Directions for this task:
Report how many lines in the records below hold "ornate", with no other output.

(Records drawn from a dataset)
________________________________________

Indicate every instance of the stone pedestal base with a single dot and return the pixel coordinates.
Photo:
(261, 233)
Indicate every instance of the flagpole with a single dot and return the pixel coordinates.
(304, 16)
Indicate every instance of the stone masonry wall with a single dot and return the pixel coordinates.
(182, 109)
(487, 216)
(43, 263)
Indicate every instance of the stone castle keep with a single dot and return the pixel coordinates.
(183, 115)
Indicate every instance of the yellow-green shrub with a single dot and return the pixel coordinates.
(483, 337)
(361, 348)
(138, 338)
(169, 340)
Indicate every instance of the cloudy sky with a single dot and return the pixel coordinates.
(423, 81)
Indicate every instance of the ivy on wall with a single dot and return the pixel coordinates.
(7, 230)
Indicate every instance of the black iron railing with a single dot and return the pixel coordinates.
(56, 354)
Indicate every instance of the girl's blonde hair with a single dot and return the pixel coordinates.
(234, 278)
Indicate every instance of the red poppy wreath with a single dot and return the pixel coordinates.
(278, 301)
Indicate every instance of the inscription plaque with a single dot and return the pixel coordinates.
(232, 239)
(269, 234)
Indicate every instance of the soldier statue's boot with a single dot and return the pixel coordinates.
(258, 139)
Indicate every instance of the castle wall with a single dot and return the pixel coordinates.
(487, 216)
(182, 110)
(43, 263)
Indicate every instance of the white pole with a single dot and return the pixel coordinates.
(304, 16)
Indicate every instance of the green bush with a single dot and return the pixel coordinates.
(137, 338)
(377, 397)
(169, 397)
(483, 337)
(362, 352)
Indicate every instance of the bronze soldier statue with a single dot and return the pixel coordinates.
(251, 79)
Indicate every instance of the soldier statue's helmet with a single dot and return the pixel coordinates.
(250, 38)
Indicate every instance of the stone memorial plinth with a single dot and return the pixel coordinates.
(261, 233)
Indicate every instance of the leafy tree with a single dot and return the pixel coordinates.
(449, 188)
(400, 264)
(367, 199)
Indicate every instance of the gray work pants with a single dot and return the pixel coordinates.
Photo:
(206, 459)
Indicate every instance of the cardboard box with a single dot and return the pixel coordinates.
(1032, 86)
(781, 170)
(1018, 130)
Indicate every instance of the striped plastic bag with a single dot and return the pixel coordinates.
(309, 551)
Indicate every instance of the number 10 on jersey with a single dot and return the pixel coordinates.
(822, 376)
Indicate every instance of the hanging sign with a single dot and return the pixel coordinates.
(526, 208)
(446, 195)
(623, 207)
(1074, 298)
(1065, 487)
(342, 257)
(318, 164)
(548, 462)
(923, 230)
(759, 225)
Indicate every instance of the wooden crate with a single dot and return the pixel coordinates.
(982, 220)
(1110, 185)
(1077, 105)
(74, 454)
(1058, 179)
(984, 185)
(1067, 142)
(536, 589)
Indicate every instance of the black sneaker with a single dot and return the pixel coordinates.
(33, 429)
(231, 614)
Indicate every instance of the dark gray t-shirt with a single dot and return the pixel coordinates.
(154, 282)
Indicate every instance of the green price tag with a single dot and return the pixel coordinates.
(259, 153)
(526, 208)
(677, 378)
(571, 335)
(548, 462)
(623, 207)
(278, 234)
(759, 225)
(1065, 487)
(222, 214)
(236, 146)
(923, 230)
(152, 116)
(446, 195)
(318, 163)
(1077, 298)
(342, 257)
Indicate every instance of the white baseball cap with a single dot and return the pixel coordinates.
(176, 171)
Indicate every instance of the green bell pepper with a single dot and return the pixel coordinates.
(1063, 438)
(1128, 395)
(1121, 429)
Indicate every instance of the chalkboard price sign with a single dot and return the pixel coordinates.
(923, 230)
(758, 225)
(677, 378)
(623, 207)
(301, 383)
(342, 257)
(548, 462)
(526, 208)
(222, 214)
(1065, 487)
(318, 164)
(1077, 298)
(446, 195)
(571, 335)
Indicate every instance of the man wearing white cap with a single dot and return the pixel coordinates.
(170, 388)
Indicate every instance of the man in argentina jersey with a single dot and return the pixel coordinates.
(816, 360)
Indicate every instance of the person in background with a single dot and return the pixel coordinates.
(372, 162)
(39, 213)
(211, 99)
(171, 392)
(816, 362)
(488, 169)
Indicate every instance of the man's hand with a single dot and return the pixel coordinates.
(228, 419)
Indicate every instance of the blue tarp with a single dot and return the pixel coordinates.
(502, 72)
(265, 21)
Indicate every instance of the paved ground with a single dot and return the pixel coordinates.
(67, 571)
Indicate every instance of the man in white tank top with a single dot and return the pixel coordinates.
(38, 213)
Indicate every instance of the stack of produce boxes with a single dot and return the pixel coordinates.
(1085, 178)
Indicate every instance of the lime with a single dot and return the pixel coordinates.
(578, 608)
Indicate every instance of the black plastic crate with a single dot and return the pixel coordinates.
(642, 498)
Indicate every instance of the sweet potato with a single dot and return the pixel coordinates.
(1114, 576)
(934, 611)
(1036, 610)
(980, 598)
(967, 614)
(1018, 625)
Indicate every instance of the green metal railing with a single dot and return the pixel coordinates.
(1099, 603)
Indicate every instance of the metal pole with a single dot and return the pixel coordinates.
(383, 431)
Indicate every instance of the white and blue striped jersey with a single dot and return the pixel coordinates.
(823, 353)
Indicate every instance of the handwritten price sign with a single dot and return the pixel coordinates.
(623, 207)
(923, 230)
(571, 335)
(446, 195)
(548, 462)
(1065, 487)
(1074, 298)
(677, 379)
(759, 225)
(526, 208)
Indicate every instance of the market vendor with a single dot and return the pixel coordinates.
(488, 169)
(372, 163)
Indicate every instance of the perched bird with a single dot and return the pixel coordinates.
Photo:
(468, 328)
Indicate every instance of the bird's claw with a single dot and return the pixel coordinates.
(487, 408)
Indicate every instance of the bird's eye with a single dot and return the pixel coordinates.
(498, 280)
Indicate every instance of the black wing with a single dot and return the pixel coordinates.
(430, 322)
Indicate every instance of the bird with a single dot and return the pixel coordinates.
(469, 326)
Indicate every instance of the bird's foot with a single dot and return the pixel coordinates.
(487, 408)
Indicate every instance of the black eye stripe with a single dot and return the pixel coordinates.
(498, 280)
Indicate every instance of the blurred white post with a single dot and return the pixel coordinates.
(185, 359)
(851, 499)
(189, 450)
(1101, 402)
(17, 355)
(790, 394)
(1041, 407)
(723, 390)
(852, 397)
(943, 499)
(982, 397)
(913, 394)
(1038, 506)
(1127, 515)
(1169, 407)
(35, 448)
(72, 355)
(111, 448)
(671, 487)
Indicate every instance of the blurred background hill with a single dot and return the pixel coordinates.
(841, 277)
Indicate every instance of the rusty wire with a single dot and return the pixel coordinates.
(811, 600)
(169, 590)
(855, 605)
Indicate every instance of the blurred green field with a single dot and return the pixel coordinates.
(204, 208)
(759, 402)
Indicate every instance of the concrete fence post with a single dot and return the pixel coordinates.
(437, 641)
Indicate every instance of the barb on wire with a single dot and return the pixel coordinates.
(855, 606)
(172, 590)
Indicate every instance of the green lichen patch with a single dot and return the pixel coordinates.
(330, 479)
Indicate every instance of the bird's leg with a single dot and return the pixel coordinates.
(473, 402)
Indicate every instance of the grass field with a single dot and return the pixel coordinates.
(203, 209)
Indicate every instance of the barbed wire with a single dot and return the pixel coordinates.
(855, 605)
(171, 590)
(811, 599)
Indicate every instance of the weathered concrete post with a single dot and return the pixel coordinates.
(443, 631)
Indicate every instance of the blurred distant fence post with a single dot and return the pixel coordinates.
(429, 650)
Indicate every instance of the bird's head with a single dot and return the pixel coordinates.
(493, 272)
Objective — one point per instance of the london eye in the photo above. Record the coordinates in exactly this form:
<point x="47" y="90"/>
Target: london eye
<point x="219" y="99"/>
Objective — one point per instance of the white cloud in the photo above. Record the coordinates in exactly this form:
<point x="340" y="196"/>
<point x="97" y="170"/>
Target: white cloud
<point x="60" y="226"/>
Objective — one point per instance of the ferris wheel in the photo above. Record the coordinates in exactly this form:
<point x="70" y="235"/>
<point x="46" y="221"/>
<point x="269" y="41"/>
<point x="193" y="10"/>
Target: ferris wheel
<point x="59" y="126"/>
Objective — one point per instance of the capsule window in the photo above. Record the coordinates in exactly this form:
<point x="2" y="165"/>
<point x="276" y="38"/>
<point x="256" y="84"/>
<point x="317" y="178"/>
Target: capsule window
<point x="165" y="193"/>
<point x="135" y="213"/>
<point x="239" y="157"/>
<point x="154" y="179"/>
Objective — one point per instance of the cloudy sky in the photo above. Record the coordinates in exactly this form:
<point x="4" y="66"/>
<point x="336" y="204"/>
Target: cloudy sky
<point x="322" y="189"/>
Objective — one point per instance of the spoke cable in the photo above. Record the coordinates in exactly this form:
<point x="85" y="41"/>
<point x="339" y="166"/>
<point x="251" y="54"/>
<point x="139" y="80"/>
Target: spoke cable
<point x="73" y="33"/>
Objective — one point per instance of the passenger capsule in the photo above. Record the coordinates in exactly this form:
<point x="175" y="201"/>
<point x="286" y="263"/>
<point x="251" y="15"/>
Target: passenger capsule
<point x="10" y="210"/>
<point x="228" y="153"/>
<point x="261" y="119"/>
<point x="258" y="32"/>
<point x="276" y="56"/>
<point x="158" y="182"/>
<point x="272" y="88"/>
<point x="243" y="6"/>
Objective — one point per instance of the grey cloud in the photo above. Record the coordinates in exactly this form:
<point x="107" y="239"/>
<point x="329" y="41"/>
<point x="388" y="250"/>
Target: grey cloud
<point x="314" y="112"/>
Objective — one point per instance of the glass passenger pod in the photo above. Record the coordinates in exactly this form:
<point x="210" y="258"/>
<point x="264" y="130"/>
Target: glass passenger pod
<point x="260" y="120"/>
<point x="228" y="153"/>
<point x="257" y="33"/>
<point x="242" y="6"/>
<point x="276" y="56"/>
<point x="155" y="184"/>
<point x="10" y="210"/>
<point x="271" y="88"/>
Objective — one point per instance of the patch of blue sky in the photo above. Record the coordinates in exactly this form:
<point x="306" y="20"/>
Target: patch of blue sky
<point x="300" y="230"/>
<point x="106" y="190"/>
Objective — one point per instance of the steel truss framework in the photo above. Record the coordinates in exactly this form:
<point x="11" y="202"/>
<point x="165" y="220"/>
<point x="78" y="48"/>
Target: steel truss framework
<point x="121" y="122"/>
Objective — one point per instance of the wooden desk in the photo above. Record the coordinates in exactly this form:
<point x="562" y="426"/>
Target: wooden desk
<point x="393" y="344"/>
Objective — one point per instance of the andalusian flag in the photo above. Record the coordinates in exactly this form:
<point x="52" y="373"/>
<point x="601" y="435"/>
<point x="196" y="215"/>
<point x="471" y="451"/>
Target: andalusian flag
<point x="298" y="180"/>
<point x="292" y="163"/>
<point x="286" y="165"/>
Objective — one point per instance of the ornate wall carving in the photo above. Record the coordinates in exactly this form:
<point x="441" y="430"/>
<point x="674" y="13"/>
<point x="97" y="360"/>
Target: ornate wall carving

________________________________________

Solution for this problem:
2